What the outside world might not understand about life with NMOSD
A columnist explains what it's like to carry out everyday activities with the disorder
I love the fall. It’s the perfect balance of weather between the summer’s heat and the winter’s snow. I love wearing layers of clothing, and when the leaves on the trees change their colors it means we’re closer to my favorite holiday, Thanksgiving.
I also love the fall because there are so many things to do around Toronto, where I live. Last weekend, my family visited an apple farm outside the city. The contrast between urban skyscrapers and fresh country air, only an hour’s drive away, is one of the reasons I love living here.
At the farm, we did a lot of walking while picking our own apples, and the bags we carried grew heavier by the minute. I’m grateful that I can still pick apples despite having neuromyelitis optica spectrum disorder (NMOSD). Nevertheless, a tiny voice in my head wonders how long I’ll be able to do so.
To the outside world, I’m perceived as having a capable life. My social media posts portray me as part of the able-bodied world, but frankly, these posts can seem a bit disingenuous. It’s almost as if I were hiding parts of my identity and the struggles I face.
What others don’t see
After a day of apple picking, I was exhausted when we returned home. My legs felt heavy, and fatigue kicked in so fast that I briefly dozed off on the landing of the stairs when I sat down to take off my sneakers.

### [Information provided]

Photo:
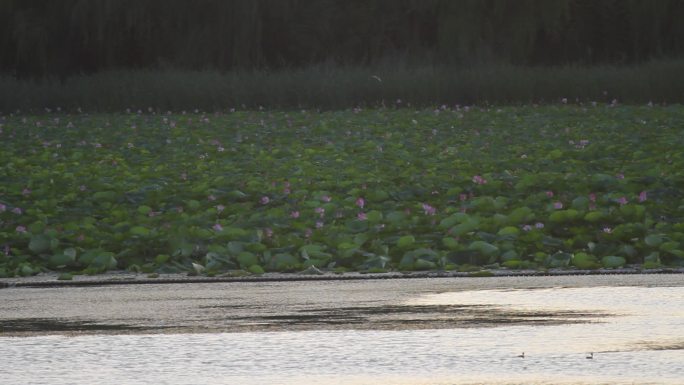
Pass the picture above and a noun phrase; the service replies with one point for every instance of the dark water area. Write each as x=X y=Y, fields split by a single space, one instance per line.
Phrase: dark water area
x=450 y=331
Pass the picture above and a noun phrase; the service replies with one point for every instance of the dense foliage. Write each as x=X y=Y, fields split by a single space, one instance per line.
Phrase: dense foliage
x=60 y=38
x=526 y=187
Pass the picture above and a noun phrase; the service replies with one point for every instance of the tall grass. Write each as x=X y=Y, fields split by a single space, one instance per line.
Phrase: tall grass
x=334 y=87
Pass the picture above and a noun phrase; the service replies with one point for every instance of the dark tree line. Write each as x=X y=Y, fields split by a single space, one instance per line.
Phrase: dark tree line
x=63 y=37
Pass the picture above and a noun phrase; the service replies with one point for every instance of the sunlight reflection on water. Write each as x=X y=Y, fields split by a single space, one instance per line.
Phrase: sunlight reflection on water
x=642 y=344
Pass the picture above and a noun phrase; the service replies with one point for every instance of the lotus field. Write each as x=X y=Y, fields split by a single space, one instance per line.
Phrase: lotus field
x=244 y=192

### [Exercise tasks]
(A) Answer these questions from the column on life with NMOSD, marking each answer with its number:
(i) In which city does the writer live?
(ii) What is the writer's favorite holiday?
(iii) Where did the writer briefly doze off after returning home from apple picking?
(B) Please summarize the column on life with NMOSD in two sentences.

### [Responses to the exercise]
(A)
(i) Toronto
(ii) Thanksgiving
(iii) On the landing of the stairs, after sitting down to take off the sneakers

(B) The writer lives in Toronto with neuromyelitis optica spectrum disorder (NMOSD) and spent a weekend picking apples at a farm outside the city, grateful to still manage it but wondering how long that will last. Social media posts make the writer look part of the able-bodied world, yet after the outing the writer's legs felt heavy and fatigue set in so fast that the writer dozed off on the stairs.